待办事项:
#1 根据这篇关于郝衽换肺的文章,他等来的肺源来自多大年纪的人?
#2 请原样输出这篇关于郝衽换肺的文章中的一段文字,从"同學、朋友、戰友也都紛紛拿來"开始,一直到"肺跟他的肺大小肥瘦如同孿生。"为止。
#3 从这篇关于郝衽换肺的文章的最后一句之后接着往下写,续完下一部分。

引用原文:
郝衽的“纖維肺”已經發展到晚期了,他的夫人為了給他換肺,抵押了房子,但仍還有二十多萬元的資金空缺。消息很快在熟人圈中傳播開來,之后,他家就熱鬧起來了。
許多年沒有聯系的學妹送來了錢,她說一直記得,當年父親被揪出去挨批斗的那些日子,郝衽對她說,“妹妹別怕,你爸爸是個好老師。”之后,也一直是郝衽陪著被同學們孤立起來的她上下學,直到她的父親平反。單位的小白來了,幾年前小白的妻子患了腦癌住進醫院,緊接著孩子又病了,也住進醫院。在小白舉債無門、絕望之極時,郝衽送來3萬元。幾年過去了,即使在郝衽病后需要錢的時候,郝衽也沒有向他提過還錢的事。小白說很抱歉,在郝哥最需要的時候,卻不能盡一份力,只能先還了郝哥借給他的錢。他會為郝哥祈禱,也相信郝哥一定會好起來。樓下擺早點攤的劉師傅來了,他拿來一沓子油漬漬的錢說:“慚愧,幫不了大忙。”前年,劉師傅夫婦早出晚歸做早點生意,農村父母幫著他們帶孩子。鄉下的弟弟突然生病了,老人要回去,他卻因為當時手頭拮據,無法為父母買車票。正好碰見郝衽和妻子買早點,隨口說了出來,結果郝衽借錢給了他。他說:“誰會借錢給他們這樣的人?除非是菩薩!菩薩也有九九八十一難,過了這些難,郝哥會好的。”
同學、朋友、戰友也都紛紛拿來了錢,在郝衽只剩下二十天生命的時刻,他夫人送他住進一家肺移植手術最權威的醫院。在等待肺源的日子,郝衽每天都能看到病逝的患友和因移植后身體排異而去的病友。他知道,即使自己足夠幸運,能夠找到配型合適的肺,成活的幾率也是很小的。
天憐郝衽,在死神的腳步近在耳畔的那幾天,他等來了同是1.85個頭者的肺源,25歲的肺跟他的肺大小肥瘦如同孿生。

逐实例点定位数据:
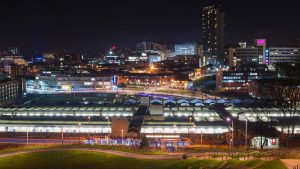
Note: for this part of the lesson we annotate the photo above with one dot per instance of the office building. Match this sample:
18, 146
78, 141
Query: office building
238, 80
147, 45
186, 49
232, 56
64, 82
112, 58
283, 55
213, 33
11, 91
249, 56
298, 42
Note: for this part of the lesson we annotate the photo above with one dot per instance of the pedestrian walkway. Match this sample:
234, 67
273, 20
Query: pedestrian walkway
291, 163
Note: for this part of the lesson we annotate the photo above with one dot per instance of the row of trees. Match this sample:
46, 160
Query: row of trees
285, 97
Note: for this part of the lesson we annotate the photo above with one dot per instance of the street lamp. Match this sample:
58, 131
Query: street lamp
27, 135
122, 131
232, 131
246, 133
79, 125
62, 135
89, 127
108, 140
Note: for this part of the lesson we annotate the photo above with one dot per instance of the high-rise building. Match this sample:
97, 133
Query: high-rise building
213, 34
11, 91
298, 42
283, 55
147, 45
186, 49
252, 55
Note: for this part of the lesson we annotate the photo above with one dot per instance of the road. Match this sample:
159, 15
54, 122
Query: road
150, 90
37, 141
113, 152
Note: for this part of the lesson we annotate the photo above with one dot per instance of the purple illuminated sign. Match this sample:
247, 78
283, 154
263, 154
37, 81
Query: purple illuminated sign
261, 42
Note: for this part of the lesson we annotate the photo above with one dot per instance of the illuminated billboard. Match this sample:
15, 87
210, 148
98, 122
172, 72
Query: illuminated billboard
261, 42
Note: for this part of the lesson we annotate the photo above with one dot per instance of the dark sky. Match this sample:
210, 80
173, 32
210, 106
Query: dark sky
86, 25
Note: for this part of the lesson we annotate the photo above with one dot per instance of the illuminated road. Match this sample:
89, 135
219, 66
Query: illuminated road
153, 90
117, 153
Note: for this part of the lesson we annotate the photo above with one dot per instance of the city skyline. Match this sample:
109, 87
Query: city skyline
93, 26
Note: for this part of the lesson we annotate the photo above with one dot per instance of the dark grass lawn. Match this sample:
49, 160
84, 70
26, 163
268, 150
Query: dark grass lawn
93, 160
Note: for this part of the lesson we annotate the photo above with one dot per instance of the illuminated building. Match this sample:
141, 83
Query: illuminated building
11, 91
239, 80
252, 55
186, 49
112, 58
147, 45
149, 56
56, 82
284, 55
213, 34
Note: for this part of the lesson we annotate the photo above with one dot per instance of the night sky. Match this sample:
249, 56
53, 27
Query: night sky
86, 25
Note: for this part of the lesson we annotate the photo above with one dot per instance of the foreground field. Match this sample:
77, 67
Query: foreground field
93, 160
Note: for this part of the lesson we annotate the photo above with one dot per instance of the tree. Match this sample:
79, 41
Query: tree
144, 143
283, 95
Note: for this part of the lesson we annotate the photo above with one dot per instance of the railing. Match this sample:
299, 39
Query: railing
268, 155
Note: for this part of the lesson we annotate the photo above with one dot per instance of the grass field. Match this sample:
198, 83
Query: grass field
92, 160
10, 149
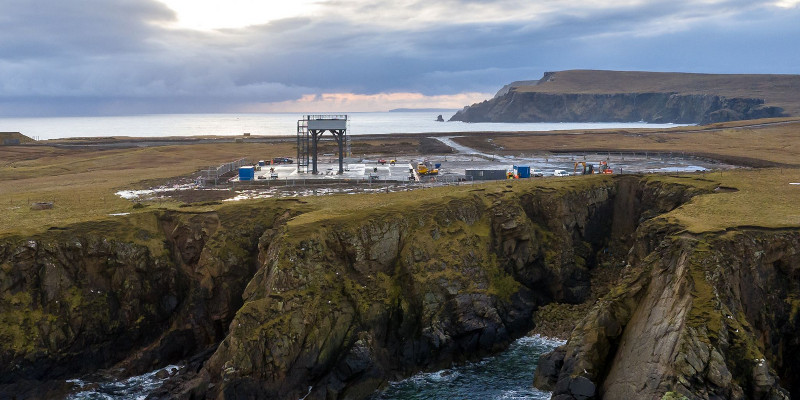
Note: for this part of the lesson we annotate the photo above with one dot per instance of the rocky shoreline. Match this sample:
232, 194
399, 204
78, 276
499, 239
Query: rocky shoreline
272, 300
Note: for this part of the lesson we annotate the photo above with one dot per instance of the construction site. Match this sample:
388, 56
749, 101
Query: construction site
310, 173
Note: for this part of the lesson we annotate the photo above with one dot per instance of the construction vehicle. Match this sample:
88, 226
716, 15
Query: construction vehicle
588, 169
425, 168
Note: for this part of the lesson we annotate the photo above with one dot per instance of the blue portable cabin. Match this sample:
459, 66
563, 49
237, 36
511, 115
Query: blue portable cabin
522, 171
246, 173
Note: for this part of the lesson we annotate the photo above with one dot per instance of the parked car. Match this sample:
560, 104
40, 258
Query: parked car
282, 160
560, 172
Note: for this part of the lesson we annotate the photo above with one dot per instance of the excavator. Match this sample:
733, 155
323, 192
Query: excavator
425, 168
605, 169
588, 169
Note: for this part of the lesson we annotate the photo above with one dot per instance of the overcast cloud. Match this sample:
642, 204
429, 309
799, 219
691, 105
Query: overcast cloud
107, 57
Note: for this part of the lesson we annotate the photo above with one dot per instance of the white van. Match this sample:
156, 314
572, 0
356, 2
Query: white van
560, 172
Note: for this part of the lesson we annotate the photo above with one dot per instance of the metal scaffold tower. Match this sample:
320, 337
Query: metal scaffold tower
309, 131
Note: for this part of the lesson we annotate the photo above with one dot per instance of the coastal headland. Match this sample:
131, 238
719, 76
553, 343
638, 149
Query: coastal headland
332, 296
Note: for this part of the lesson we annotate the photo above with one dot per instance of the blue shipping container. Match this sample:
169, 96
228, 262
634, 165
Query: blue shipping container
246, 173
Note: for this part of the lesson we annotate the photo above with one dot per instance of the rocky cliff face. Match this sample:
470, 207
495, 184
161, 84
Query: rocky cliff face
659, 107
327, 307
140, 293
701, 317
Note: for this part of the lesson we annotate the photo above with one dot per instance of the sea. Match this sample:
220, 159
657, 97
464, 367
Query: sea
272, 124
505, 376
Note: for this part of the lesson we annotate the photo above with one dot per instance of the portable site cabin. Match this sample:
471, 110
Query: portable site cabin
522, 171
246, 173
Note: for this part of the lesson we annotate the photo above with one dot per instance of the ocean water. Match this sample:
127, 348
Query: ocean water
506, 376
162, 125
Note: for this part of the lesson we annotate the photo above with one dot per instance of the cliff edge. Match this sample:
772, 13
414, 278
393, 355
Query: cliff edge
629, 96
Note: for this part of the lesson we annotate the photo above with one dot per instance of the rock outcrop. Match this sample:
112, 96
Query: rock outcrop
140, 293
616, 107
703, 317
614, 96
275, 300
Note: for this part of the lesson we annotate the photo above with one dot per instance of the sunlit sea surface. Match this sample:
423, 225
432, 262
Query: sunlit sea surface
508, 375
161, 125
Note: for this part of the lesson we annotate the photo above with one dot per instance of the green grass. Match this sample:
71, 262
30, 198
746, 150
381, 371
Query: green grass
764, 199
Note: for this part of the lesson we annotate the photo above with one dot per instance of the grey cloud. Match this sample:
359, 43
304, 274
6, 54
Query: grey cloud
100, 56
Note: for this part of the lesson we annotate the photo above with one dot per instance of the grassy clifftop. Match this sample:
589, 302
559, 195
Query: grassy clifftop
776, 90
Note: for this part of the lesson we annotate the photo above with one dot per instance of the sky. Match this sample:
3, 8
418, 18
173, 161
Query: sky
123, 57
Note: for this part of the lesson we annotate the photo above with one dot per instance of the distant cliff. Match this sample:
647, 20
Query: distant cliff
611, 96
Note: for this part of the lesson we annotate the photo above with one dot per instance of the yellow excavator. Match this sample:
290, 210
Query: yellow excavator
425, 168
588, 169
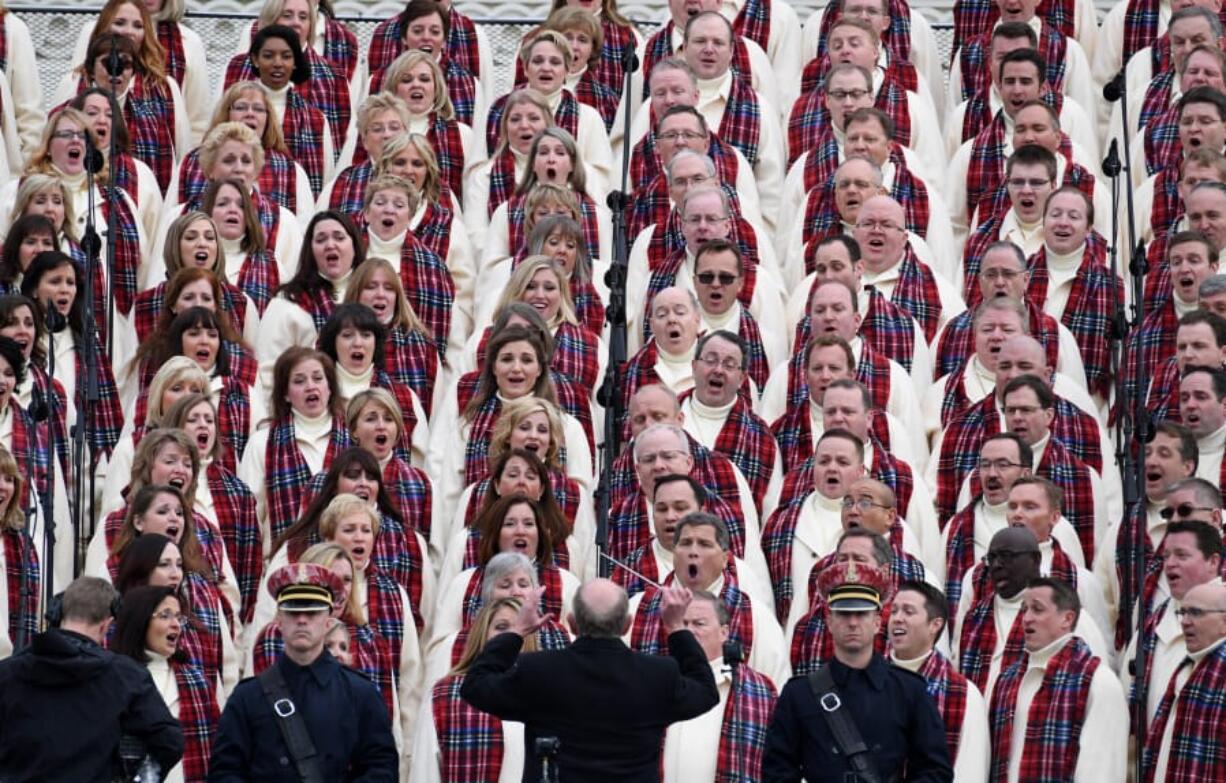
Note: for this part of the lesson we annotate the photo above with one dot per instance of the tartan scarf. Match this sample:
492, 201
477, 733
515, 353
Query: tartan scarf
502, 179
21, 564
564, 117
287, 473
197, 718
948, 690
412, 358
956, 344
747, 718
234, 506
1053, 724
647, 634
1198, 751
303, 128
978, 640
428, 287
1089, 310
470, 740
350, 189
169, 36
971, 17
746, 440
1132, 540
974, 59
148, 112
326, 90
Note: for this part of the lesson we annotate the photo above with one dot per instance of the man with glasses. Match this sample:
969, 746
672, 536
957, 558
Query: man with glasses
1170, 457
1057, 710
989, 634
717, 414
1184, 740
1192, 555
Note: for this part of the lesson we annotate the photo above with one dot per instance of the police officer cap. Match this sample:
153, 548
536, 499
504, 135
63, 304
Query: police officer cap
305, 587
853, 587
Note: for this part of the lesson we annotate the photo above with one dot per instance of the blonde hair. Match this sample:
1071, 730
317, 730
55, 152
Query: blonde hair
229, 131
412, 58
524, 273
342, 506
272, 137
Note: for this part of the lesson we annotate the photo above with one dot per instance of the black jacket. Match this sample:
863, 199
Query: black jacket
606, 703
890, 706
345, 717
64, 702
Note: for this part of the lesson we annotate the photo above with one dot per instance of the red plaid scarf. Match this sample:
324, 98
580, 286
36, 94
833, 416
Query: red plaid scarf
948, 691
287, 473
1198, 746
470, 740
1053, 724
747, 717
234, 506
1089, 309
647, 634
21, 565
197, 718
978, 640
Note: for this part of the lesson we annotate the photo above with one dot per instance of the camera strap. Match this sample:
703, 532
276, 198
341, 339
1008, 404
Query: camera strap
292, 726
841, 726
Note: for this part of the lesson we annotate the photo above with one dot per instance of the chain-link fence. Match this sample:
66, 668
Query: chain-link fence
57, 30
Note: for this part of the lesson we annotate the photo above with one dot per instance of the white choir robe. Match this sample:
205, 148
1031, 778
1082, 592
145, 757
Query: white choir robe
902, 402
427, 756
925, 50
1004, 612
1181, 680
974, 743
768, 653
1104, 740
1079, 85
766, 304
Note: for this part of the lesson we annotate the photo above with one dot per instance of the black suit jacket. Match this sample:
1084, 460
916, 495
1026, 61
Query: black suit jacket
606, 703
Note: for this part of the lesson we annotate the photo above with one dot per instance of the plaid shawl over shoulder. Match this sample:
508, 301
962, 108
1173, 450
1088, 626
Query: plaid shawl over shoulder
1053, 724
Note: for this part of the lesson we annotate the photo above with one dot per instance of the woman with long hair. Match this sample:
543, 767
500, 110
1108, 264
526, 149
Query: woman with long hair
148, 630
305, 431
207, 640
411, 357
448, 723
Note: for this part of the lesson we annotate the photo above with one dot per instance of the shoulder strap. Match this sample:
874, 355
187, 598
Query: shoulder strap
841, 726
292, 726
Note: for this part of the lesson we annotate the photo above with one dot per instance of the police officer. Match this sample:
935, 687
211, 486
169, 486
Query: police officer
874, 719
307, 718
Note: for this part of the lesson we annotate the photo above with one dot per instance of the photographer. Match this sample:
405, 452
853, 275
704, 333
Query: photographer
65, 701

练习答案:
#1 25岁。

#2
同學、朋友、戰友也都紛紛拿來了錢,在郝衽只剩下二十天生命的時刻,他夫人送他住進一家肺移植手術最權威的醫院。在等待肺源的日子,郝衽每天都能看到病逝的患友和因移植后身體排異而去的病友。他知道,即使自己足夠幸運,能夠找到配型合適的肺,成活的幾率也是很小的。
天憐郝衽,在死神的腳步近在耳畔的那幾天,他等來了同是1.85個頭者的肺源,25歲的肺跟他的肺大小肥瘦如同孿生。

#3
移植術中,郝衽尚且清醒時,他鼓勵醫生說:“就當我是試驗品,你們大膽去做,即使我死在手術床上,只要你們積累的經驗能夠幫到以后的病人,也是很值得的。”一塊如同木炭一樣的肺被拿出來了,新鮮、有活力的肺安住在郝衽的胸腔。手術后,新的肺器官安然活躍在郝衽的胸腔,他又可以深深吸入馨甜的空氣了。
回到家第一個舉動就是打開電腦,他要跟群里的病友分享新生的喜悅。然而,才短短幾個月,群里一片喑啞,再也沒有人回復他的呼喚了。郝衽決心一定要好好活著,活著才能對別人有用。恢復健康后,郝衽從一個少語的人變成了擅談的人。他一有空就去醫院,與掙扎在生死線上的病友交流,鼓勵他們打起精神,自己創造生命的奇跡。他還堅持上班,朋友們勸他,你都死里逃生的人了,還那么較真。他說,他要用能力所得,償還二十多萬元的友情捐贈。同時,為了胸腔里的那顆肺,他要以雙倍的責任和承擔回饋社會。他希望,當別人需要的時候,他也有能力不令他們失望。
節假日,他會偕夫人去福利院或養老院,抱抱那些需要懷抱的孩子;跟養老院里的老人聊聊天,傾聽他們言詞含糊的絮叨……這些都是他們需要的。